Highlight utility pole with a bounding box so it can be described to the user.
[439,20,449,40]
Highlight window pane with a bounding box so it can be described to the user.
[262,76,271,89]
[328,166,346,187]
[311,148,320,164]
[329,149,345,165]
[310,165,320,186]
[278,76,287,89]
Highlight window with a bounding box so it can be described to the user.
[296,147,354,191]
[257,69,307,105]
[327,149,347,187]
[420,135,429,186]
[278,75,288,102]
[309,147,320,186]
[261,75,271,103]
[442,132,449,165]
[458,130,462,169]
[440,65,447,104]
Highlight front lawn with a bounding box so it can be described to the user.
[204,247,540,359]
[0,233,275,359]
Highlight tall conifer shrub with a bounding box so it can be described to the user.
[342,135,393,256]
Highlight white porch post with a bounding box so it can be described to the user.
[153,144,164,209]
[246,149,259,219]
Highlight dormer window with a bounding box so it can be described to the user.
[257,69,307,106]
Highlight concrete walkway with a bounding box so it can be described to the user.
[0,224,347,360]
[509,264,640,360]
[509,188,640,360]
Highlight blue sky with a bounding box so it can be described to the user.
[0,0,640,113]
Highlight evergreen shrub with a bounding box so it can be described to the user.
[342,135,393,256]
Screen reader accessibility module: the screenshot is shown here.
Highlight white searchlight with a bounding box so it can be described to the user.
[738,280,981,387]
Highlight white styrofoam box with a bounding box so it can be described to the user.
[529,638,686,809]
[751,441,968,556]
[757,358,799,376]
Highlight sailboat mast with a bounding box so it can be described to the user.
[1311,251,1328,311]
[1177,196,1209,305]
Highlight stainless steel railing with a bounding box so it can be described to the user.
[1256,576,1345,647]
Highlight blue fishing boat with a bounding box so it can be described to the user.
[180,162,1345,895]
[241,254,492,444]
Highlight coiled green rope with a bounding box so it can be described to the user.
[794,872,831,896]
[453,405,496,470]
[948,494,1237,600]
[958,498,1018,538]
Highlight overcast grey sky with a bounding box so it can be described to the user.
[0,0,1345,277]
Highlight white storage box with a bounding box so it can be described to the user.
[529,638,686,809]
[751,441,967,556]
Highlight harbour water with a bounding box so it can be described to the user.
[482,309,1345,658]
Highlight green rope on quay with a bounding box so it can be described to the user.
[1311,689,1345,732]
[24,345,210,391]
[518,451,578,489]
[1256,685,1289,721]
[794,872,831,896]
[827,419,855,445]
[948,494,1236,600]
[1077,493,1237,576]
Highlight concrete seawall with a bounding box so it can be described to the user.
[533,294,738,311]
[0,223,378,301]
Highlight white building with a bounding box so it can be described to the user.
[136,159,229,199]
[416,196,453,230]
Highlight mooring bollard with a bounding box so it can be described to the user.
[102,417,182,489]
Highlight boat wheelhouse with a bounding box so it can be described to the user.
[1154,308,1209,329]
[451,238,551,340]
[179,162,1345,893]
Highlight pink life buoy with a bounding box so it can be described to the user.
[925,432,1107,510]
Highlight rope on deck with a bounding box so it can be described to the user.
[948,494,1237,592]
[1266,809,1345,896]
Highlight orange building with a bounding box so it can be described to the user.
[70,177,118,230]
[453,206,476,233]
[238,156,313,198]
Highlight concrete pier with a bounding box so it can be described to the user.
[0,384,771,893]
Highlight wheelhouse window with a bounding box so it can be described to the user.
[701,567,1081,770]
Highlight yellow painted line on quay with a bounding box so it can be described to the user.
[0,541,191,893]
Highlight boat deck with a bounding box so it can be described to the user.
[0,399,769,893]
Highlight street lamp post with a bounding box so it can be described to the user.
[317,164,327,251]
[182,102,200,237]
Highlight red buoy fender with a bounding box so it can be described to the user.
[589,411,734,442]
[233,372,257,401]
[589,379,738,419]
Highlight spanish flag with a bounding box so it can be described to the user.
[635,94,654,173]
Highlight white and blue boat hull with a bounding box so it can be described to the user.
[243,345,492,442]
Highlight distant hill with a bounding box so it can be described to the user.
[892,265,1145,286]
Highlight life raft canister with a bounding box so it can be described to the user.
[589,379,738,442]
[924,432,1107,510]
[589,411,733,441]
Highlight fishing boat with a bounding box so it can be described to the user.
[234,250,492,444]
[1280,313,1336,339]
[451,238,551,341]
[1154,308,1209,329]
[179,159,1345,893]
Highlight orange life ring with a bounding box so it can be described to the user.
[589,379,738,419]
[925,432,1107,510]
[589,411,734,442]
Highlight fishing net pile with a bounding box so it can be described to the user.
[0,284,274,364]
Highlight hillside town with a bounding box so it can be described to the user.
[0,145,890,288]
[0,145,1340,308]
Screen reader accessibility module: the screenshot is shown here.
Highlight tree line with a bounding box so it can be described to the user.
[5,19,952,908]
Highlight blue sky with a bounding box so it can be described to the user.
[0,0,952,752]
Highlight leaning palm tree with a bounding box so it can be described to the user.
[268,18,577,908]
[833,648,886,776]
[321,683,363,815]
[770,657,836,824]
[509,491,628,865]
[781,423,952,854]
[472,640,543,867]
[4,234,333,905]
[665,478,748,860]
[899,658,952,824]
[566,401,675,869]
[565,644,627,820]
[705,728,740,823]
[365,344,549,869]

**Task brief**
Reproduce the lines of the listing verbatim, from its beginning through the line containing "[278,76,287,89]", both included.

**Final answer**
Highlight utility pole with a bounding box so it can be described to the user.
[439,20,449,40]
Highlight window pane with a bounding box so it can be described to the user.
[262,76,271,89]
[328,166,346,187]
[311,148,320,164]
[329,149,345,165]
[310,165,320,186]
[278,76,287,89]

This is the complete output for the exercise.